[Coordinate annotation entries]
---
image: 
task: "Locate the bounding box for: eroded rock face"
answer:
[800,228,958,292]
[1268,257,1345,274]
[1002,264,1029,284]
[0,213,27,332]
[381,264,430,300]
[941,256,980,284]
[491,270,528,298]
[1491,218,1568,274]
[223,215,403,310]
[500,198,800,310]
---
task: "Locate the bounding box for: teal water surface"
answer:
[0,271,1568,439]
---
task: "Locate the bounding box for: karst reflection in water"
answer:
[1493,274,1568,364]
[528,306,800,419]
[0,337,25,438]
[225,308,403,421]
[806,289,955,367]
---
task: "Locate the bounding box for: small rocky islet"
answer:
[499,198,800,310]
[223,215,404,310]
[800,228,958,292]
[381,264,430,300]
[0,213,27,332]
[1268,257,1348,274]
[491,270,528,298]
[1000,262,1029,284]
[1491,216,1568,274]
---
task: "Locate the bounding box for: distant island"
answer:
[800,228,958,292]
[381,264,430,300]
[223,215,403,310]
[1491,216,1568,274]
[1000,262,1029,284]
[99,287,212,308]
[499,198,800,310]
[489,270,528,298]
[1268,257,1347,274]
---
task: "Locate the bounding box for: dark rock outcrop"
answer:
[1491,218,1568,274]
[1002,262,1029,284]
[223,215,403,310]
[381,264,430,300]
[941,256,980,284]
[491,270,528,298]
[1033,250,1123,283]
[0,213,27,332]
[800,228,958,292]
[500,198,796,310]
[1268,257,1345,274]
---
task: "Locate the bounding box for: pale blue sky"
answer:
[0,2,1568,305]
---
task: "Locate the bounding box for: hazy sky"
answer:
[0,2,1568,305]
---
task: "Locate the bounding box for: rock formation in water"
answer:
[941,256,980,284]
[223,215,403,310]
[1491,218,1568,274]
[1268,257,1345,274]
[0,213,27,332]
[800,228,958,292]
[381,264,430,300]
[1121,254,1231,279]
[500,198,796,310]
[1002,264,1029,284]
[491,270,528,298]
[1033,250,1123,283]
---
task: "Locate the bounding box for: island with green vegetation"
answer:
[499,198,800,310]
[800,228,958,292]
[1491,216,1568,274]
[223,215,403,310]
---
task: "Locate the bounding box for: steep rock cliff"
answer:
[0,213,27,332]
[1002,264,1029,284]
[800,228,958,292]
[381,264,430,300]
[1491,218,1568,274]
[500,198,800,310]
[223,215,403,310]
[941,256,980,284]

*OBJECTIVE*: Put the entries, starting at the first one and ending at the line containing "[806,289,955,367]", into a two-column CSV with the columns request and boxes. Give one row per entry, with each field in quotation marks and every line break replaced by a space.

*SOLUTION BELOW*:
request,boxes
"--- image: task: ""Locate the bounding box for: eroded rock face"" answer:","[800,228,958,292] [1268,257,1345,274] [1002,264,1029,284] [0,213,27,332] [381,264,430,300] [941,256,980,284] [491,270,528,298] [1491,218,1568,274] [223,215,403,310] [500,198,800,310]"
"--- task: ""Locate the bounding box for: teal water surface"" answer:","[0,271,1568,439]"
"--- task: ""Locate the bounding box for: karst reflection in water"" answer:","[1493,274,1568,364] [528,306,800,419] [0,337,25,438] [225,308,403,421] [806,289,955,367]"